---- Information shown
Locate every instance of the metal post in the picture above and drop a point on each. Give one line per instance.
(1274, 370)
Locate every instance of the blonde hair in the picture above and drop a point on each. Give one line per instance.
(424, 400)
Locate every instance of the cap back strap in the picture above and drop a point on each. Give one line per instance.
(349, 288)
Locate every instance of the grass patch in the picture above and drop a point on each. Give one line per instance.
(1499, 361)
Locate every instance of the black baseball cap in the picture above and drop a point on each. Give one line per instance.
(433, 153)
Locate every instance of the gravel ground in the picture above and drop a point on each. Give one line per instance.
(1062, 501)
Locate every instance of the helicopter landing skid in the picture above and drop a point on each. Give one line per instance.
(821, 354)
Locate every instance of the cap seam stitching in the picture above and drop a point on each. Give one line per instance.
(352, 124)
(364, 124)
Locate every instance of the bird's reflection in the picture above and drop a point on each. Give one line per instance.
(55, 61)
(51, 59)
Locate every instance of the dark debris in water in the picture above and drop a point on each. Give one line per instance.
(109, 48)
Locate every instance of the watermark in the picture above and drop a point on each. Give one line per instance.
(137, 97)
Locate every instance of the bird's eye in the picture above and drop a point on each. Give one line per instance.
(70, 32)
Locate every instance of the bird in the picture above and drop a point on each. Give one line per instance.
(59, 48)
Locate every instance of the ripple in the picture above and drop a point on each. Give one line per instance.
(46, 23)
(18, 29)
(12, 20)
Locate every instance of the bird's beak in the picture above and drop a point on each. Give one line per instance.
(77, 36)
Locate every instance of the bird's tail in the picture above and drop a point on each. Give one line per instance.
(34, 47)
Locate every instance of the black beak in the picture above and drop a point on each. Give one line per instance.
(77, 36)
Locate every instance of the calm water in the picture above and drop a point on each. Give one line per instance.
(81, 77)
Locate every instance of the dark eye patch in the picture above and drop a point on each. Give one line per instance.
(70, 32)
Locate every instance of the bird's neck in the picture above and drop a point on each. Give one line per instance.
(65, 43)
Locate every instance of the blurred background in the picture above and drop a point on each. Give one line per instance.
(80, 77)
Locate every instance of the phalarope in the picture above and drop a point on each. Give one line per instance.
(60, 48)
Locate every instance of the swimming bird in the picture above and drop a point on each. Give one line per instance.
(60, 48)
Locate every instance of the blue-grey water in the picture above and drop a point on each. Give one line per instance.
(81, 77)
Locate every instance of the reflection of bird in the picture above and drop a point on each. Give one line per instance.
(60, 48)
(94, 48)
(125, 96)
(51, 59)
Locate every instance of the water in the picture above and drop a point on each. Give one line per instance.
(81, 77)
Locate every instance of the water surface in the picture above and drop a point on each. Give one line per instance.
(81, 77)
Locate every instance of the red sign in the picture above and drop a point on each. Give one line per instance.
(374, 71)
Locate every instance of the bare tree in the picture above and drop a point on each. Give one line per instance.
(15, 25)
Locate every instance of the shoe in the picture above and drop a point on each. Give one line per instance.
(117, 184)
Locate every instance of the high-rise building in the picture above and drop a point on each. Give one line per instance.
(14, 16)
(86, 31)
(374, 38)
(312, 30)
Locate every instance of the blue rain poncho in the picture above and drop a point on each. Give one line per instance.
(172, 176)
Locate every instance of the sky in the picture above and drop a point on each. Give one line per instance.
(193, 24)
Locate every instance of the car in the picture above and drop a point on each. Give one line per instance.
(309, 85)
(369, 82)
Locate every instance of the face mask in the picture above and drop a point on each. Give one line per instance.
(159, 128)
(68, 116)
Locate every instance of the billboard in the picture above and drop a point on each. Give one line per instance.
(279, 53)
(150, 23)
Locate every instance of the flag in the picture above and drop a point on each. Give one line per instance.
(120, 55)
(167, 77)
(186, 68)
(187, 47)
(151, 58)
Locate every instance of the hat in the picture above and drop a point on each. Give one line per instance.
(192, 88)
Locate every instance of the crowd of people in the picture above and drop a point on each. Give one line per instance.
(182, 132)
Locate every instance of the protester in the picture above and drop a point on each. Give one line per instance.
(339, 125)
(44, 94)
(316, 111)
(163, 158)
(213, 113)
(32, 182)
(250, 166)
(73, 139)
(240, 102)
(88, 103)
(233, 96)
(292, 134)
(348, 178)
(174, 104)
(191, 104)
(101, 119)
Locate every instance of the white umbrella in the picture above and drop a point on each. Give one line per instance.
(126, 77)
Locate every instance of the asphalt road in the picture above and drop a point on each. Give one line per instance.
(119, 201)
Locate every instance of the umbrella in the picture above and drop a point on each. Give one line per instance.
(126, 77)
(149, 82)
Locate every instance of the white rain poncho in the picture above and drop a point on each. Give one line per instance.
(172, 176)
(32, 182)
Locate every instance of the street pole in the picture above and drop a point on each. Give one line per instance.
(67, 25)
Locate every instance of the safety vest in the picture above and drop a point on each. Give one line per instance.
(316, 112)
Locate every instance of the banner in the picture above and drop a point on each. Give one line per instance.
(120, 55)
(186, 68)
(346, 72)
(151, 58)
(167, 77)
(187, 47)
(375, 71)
--------
* What you have to do:
Could you transcribe the records in full, exactly?

* Answer space:
Locate every instance of the metal post in the picture above and drop a point on each. Give one line per instance.
(1274, 370)
Locate every instance of the blonde hair in the picture above and drop a point on each. Give one line per instance.
(424, 400)
Locate every instance of the cap back strap in the picture above and drop a point on each. Give one line per instance.
(349, 288)
Locate every instance of the grass patch in the picture above and drop a point on each. Give one line per instance.
(1499, 361)
Locate every instance of the black baseball cap in the picture above and drop a point on each. Give one line per instance.
(433, 153)
Locate every instance of the gravel ground in the picture above and drop a point on each. Give one line per instance.
(1062, 501)
Locate every instance of the helicopter landing skid in the picture above and drop a point on each. Give one line per instance.
(821, 354)
Locate every instance of the cap seam stitching in the picture above and drop a point on each. Give one line per instance.
(352, 124)
(364, 124)
Locate every instance of the bird's reflection in the picture above and drop a point on each. Give one line per instance.
(55, 61)
(51, 59)
Locate every instance of the dark debris in water in the picture above and drop a point on each. Give one line per instance.
(109, 48)
Locate every instance of the watermark in the picture above and drop a point on each. Give one line per instance.
(137, 97)
Locate every instance of the bird's eye in the picture above and drop a point on each. Give one line per instance.
(70, 32)
Locate every instance of the bird in the picture above and drop a point on each. Give one line per instance.
(59, 48)
Locate every instance of the ripple in the picture above and drop a point on each. Give one line per instance.
(46, 23)
(18, 29)
(12, 20)
Locate every instance of the bird's beak in the picture above and drop a point on each. Give one line per instance.
(77, 36)
Locate every instance of the bird's tail in the picture above and drop a point on each. Give one line per instance.
(34, 47)
Locate every instance of the black beak in the picture above and drop a point on each. Give one line per instance.
(77, 36)
Locate every instance of the calm water in the picture above and drop a point on each. Give one line per instance.
(81, 77)
Locate every instance of the dark eye patch in the picture above and drop a point on each. Give one line per instance.
(70, 32)
Locate every instance of the bird's neck in the picture above and drop a point on each. Give one line per instance.
(65, 43)
Locate every instance of the blurred background in the picture above and drop a point on each. Give one line per instance.
(80, 77)
Locate every instance of the phalarope in the picture above and drop a point on each. Give one line per instance.
(60, 48)
Locate every instance of the swimming bird in the picture above and drop a point on each. Give one line per instance.
(60, 48)
Locate every instance of the blue-grey water in the picture above and drop a point on each. Give one line per instance.
(81, 77)
Locate every instance of the reflection of bird in the picture above and drop a point on each. Give one line per instance.
(60, 48)
(94, 48)
(125, 96)
(51, 59)
Locate every instance of the water in the picture above and drop a point on each. Give one line per instance.
(81, 77)
Locate every instance of the water surface in the picture above and drop a point on each. Give one line per instance.
(81, 77)
Locate every instance of the red sign in the picture above and drop a point on each. Give one line per instance.
(374, 71)
Locate every instance of the bare tree in the picture above and drop a point on each. Give one line per instance.
(15, 25)
Locate every instance of the shoe in the picture above and drop a point on each. Give one line per instance.
(117, 184)
Locate every instance of the high-rise building in the picture above and drop a point on each. Give one line per instance.
(14, 16)
(86, 31)
(374, 38)
(312, 30)
Locate every instance of the blue rain poncho in the picture above and drop a point on each. Give one line per instance.
(172, 176)
Locate every instance of the sky in the picture above and drop a point on each. Give one line per instance.
(193, 24)
Locate every instance of the car in the picture above and drop a point on each. Give one line per instance.
(309, 85)
(369, 82)
Locate every instance of the face mask in the picture above and drop a point on each. Give one line per instance.
(159, 128)
(68, 116)
Locate every instance of the billboard in the picture above and drop a point on each. Give one line per instance.
(279, 53)
(150, 23)
Locate every instance of the flag in the picture above and drop a point on each. Give one line per instance.
(120, 55)
(167, 77)
(186, 68)
(187, 47)
(151, 58)
Locate every instance of the hat in the picture above and drop a point on each. Give one line per instance.
(192, 88)
Locate every instance of the crowd of people in the picture above and drop a point on each. Give one line per instance.
(182, 132)
Locate every instance of the protester in the picture above and drop a point on each. Give one line per instance.
(339, 125)
(44, 94)
(316, 111)
(163, 158)
(213, 113)
(32, 182)
(250, 166)
(73, 139)
(240, 102)
(88, 103)
(233, 96)
(292, 134)
(348, 178)
(174, 104)
(191, 104)
(101, 119)
Locate every instance of the white umbrella in the picture above and drop a point on each. Give one line per instance.
(126, 77)
Locate every instance of the asphalt road in the picture above and drop a point on each. Give one line per instance.
(119, 201)
Locate every instance of the umbrella in the picture above and drop a point on each. Give one line per instance.
(126, 77)
(149, 82)
Locate every instance of the white rain poncho in the picture above and drop a point on each. Give one line per instance.
(172, 176)
(32, 182)
Locate every instance of the street pole in the picture above and drop a point on each. Give one line per instance.
(67, 25)
Locate every instance of the safety vest in the picture above and drop a point on each. Give one line per instance.
(316, 112)
Locate every instance of the banner in the picture above and drop a point on each. Give one line per instance.
(120, 55)
(186, 68)
(346, 72)
(151, 58)
(167, 77)
(187, 47)
(375, 71)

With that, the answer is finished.